THE PROBLEM:
Can you carry on the article about Coleraine's stormwater project for Trout Lake, starting after its final sentence and leaving the items below aside?

-- Start PASSAGE SHOWN --

Coleraine’s stormwater solution focuses on Trout Lake water quality

An angler fishes from a pier July 20 on Trout Lake in Coleraine, where smoke from Canadian wildfires obscured the view. The water lilies in the foreground, seen from the footbridge spanning the point where lake and stormwater pond meet, are a sign that the pond is filled with sediment. Known as an excellent fishery with good water quality, Trout Lake has seen some fish kills and more algae blooms in recent years. Clean Water Fund grant-supported practices will treat about one-third of the 500-acre watershed. Photo Credits: Ann Wessel, BWSR

COLERAINE — The first elements of an Itasca County Soil & Water Conservation District project designed to protect Trout Lake’s water quality took shape this spring when 72 Vandyke Elementary fourth-graders planted curbside rain gardens on a hilltop overlooking the lake.

The school, a golf course, a growing number of lakeshore houses and the cities of Coleraine and Bovey hug the northern shore of the 1,890-acre lake, which has nearly 14 miles of shoreline and measures 135 feet at its deepest point.

A $351,000 Clean Water Fund grant from the Minnesota Board of Water and Soil Resources supports the stormwater treatment work, which would keep an estimated 43 pounds of phosphorus and 15 tons of sediment out of the lake annually. Phosphorus feeds the algae that can turn lakes green. One pound of phosphorus can produce 500 pounds of algae.

-- End PASSAGE SHOWN --
-- Start RECORDS --

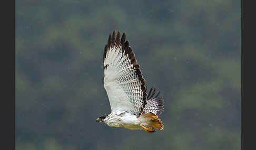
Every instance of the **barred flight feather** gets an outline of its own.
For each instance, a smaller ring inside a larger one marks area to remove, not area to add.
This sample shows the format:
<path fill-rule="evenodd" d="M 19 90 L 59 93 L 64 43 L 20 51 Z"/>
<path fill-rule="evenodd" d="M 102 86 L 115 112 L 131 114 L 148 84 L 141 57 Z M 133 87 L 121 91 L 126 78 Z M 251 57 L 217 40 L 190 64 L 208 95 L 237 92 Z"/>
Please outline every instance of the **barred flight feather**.
<path fill-rule="evenodd" d="M 146 105 L 145 79 L 124 33 L 110 34 L 103 53 L 104 88 L 111 111 L 140 115 Z"/>
<path fill-rule="evenodd" d="M 146 100 L 146 105 L 143 110 L 143 114 L 152 112 L 154 114 L 160 115 L 164 111 L 163 98 L 162 97 L 158 97 L 160 92 L 154 97 L 155 94 L 155 88 L 154 88 L 154 91 L 151 94 L 153 87 L 150 89 Z"/>

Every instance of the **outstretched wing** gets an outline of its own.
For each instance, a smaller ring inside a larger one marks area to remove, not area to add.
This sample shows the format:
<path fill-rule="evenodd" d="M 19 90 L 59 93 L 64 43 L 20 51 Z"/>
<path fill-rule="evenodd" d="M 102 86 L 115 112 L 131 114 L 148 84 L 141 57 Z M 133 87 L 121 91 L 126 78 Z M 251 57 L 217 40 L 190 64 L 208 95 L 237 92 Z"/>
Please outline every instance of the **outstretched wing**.
<path fill-rule="evenodd" d="M 121 40 L 120 40 L 121 39 Z M 146 104 L 145 79 L 124 33 L 110 34 L 103 55 L 104 84 L 111 111 L 120 109 L 135 115 Z"/>

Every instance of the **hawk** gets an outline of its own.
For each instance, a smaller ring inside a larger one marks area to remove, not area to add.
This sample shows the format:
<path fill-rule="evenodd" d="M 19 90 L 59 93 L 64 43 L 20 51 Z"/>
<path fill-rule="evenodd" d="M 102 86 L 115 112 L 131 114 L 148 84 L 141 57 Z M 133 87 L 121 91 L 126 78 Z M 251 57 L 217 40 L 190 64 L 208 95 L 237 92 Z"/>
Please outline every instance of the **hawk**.
<path fill-rule="evenodd" d="M 144 130 L 153 133 L 163 128 L 159 117 L 163 112 L 163 98 L 151 88 L 147 94 L 145 79 L 134 53 L 120 31 L 110 34 L 103 52 L 104 85 L 111 113 L 98 117 L 97 122 L 112 127 Z"/>

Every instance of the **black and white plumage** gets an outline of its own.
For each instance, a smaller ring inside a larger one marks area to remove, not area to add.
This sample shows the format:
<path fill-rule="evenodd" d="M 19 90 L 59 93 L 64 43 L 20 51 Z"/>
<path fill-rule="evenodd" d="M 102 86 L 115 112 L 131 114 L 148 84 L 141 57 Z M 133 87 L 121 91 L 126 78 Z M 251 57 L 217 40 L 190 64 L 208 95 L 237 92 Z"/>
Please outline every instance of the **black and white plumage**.
<path fill-rule="evenodd" d="M 131 130 L 162 130 L 159 115 L 163 111 L 163 98 L 155 88 L 147 95 L 145 80 L 135 55 L 119 31 L 110 34 L 103 53 L 104 84 L 111 113 L 97 119 L 109 126 Z"/>

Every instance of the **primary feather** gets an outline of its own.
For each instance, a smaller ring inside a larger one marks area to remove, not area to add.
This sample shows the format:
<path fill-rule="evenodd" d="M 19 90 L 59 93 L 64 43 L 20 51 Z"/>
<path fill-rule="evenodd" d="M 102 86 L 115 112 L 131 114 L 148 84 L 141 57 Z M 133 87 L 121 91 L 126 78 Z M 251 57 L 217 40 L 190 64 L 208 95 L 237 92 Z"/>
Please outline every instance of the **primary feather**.
<path fill-rule="evenodd" d="M 104 51 L 104 84 L 112 111 L 140 115 L 146 104 L 145 79 L 124 33 L 114 31 Z"/>

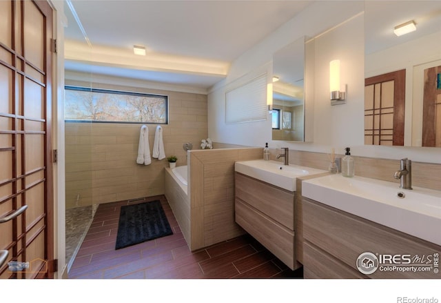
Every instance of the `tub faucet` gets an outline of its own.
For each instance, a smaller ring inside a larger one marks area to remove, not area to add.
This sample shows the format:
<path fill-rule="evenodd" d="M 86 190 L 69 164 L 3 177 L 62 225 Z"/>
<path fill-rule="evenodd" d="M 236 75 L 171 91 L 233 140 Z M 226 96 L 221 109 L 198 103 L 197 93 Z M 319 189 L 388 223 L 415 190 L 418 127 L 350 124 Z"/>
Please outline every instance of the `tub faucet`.
<path fill-rule="evenodd" d="M 285 150 L 285 153 L 279 154 L 276 156 L 276 159 L 279 159 L 281 157 L 283 157 L 285 159 L 284 165 L 289 165 L 289 154 L 288 153 L 289 148 L 287 147 L 283 147 L 282 149 Z"/>
<path fill-rule="evenodd" d="M 395 172 L 395 179 L 400 179 L 400 187 L 403 189 L 412 189 L 412 162 L 407 158 L 400 162 L 400 170 Z"/>

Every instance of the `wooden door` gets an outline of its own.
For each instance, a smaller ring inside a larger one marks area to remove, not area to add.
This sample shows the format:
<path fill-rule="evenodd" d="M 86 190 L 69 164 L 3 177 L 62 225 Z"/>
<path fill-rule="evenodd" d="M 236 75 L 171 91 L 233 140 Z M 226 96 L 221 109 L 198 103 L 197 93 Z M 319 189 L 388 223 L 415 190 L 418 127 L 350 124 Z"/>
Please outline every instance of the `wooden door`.
<path fill-rule="evenodd" d="M 424 70 L 422 146 L 441 147 L 441 66 Z"/>
<path fill-rule="evenodd" d="M 1 278 L 52 277 L 52 10 L 45 1 L 0 1 Z M 10 270 L 10 261 L 29 262 Z"/>
<path fill-rule="evenodd" d="M 365 79 L 365 144 L 404 144 L 406 70 Z"/>

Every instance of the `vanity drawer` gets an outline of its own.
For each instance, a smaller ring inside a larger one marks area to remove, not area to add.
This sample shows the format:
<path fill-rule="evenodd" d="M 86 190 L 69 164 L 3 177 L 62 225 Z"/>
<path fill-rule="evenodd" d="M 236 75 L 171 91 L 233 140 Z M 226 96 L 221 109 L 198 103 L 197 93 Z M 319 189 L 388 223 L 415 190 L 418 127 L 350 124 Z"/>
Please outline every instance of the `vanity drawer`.
<path fill-rule="evenodd" d="M 367 277 L 307 243 L 303 243 L 303 276 L 305 279 L 363 279 Z"/>
<path fill-rule="evenodd" d="M 294 230 L 294 193 L 236 173 L 236 197 Z"/>
<path fill-rule="evenodd" d="M 236 222 L 291 269 L 296 267 L 294 233 L 236 198 Z"/>
<path fill-rule="evenodd" d="M 305 268 L 311 266 L 310 261 L 312 260 L 307 255 L 307 242 L 357 271 L 356 260 L 362 253 L 411 255 L 427 258 L 428 255 L 441 252 L 440 246 L 310 199 L 302 197 L 302 204 L 305 241 L 303 265 Z M 377 270 L 367 277 L 419 279 L 440 278 L 441 275 L 433 271 L 413 273 Z"/>

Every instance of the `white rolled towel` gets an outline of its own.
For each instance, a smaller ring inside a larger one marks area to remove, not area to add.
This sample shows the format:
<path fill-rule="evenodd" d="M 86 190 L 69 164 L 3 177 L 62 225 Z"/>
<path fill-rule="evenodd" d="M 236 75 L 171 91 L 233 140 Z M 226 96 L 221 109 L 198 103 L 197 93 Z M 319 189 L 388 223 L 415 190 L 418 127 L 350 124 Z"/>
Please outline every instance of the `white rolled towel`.
<path fill-rule="evenodd" d="M 160 125 L 156 126 L 154 133 L 154 143 L 153 144 L 153 157 L 162 160 L 165 157 L 164 151 L 164 141 L 163 141 L 163 128 Z"/>
<path fill-rule="evenodd" d="M 150 158 L 150 146 L 149 145 L 149 128 L 143 125 L 139 133 L 139 145 L 138 146 L 138 164 L 149 165 L 152 163 Z"/>

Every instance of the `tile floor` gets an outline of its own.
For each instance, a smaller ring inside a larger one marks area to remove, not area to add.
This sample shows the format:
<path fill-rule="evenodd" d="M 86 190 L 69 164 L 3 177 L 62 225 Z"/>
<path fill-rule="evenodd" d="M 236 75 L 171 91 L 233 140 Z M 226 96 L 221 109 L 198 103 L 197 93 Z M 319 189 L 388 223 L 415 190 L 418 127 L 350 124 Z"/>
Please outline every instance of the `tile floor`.
<path fill-rule="evenodd" d="M 68 273 L 72 279 L 203 279 L 302 277 L 248 235 L 191 252 L 163 195 L 174 234 L 114 250 L 119 211 L 129 202 L 101 204 Z"/>
<path fill-rule="evenodd" d="M 80 248 L 81 242 L 85 237 L 88 229 L 92 224 L 94 214 L 98 205 L 80 206 L 66 209 L 66 264 L 68 268 L 72 266 L 76 253 Z"/>

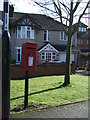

-- End RECORDS --

RESULT BELOW:
“It was really a great educational event,” Andy Arens, Itasca SWCD manager and water plan coordinator, said of the collaboration with Vandyke Elementary School, which involved 72 fourth-graders, 10 community volunteers, seven teachers, two TSA 8 staff members and two rain gardens.

“Trout Lake is known for its water clarity, water quality, for recreating, also the fishery — trophy walleye, smallmouth, Northern pike. It’s a tullibee lake. And it’s close to Grand Rapids and a large part of the county population,” said Andy Arens, Itasca SWCD manager and water plan coordinator.

Two city parks offer a swimming beach, boat access and shoreline trails.

But the lake had seen some summer fish kills and more algae blooms in recent years. Photographs and anecdotal evidence suggest Trout Lake supported cold-water-loving lake trout until about the 1950s.

Arens said the grant-funded work aims to preserve — and possibly improve — water quality. Reintroducing lake trout is not planned. Arens described the lake’s current condition as oligotrophic, the clearest, most oxygenated water on the tropic state index.

It hasn’t always been that way.

Mining operations that ran from 1907 to 1940 were an early source of sediment. An iron ore washing plant once stood on the east shore. Stockpiles sat on the west shore. But mining wasn’t the sole concern. Until the city built a treatment plant in 1958, raw sewage entered the lake. A 2008 Minnesota Pollution Control Agency report noted that untreated wastewater, which entered the lake from 1910 to 1987, sent Trout Lake into a eutrophic state — high in algae-producing nutrients, low in dissolved oxygen.

Water quality rebounded after wastewater treatment began in 1987.

The swimming beach reopened in 2005.

Springs, precipitation and runoff feed Trout Lake, which flows to Trout Creek and eventually the Mississippi River.

“The lake helps create a vibrant community,” said Cavour Johnson, a retired dentist who grew up in Coleraine, and then moved back in 1974 to open his practice. “People are drawn to a lake, and if you have a lake with good quality water, that’s just more and more of a draw.”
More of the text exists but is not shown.